---------- RECORDS FOR THE EXERCISE ----------

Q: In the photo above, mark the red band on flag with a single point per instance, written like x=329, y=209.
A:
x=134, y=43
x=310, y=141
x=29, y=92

----------

__WRITTEN REQUEST__.
Can you transcribe every one of the records above word for word, without any changes?

__OUTPUT OF THE TASK__.
Q: In the photo above, mark the red band on flag with a single point per instance, written like x=329, y=209.
A:
x=134, y=43
x=310, y=141
x=29, y=92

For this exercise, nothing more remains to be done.